**Set problem**.
Reproduce the records as a numbered list, starting at the line that contains "Please identify the vertical" and stopping after the line that contains "<point>167,342</point>". Omit any blank lines.
◆ ◆ ◆ ◆
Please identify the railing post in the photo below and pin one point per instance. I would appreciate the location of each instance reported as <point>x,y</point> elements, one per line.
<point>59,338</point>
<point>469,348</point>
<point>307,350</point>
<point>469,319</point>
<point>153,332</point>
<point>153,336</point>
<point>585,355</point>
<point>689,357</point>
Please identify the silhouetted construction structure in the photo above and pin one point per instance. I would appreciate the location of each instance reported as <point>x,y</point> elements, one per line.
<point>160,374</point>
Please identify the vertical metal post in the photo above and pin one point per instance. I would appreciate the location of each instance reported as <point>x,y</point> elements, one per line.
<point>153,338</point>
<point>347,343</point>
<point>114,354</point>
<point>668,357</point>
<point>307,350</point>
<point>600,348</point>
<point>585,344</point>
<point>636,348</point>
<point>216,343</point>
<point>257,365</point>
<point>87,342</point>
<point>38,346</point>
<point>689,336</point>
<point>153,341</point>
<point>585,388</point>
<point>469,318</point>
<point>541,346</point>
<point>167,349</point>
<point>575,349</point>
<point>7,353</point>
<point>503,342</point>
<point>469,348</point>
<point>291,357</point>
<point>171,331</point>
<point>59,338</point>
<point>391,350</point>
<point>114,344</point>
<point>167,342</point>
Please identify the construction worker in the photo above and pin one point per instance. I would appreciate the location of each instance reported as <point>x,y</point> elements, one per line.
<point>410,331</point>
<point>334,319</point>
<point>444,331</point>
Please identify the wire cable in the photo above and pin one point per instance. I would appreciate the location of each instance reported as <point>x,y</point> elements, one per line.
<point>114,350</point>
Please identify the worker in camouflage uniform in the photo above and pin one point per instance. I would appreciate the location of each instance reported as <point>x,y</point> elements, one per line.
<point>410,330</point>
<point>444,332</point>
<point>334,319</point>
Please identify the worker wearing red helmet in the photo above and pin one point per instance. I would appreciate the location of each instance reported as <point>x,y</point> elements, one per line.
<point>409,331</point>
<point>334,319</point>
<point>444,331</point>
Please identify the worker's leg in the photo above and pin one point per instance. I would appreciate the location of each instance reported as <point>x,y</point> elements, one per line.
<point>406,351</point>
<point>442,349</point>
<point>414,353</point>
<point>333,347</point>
◆ ◆ ◆ ◆
**Answer for this exercise**.
1. Please identify the vertical metal post in the photo above and pin one point per instance. I would appreciate the location of each instance reported as <point>x,y</point> elements, one per line.
2. <point>153,338</point>
3. <point>347,343</point>
4. <point>114,354</point>
5. <point>668,357</point>
6. <point>307,350</point>
7. <point>600,348</point>
8. <point>585,344</point>
9. <point>636,348</point>
10. <point>216,343</point>
11. <point>257,365</point>
12. <point>87,342</point>
13. <point>38,346</point>
14. <point>689,336</point>
15. <point>153,341</point>
16. <point>585,388</point>
17. <point>469,318</point>
18. <point>541,346</point>
19. <point>167,349</point>
20. <point>575,349</point>
21. <point>7,353</point>
22. <point>503,342</point>
23. <point>469,348</point>
24. <point>291,357</point>
25. <point>171,331</point>
26. <point>59,338</point>
27. <point>391,350</point>
28. <point>114,344</point>
29. <point>167,342</point>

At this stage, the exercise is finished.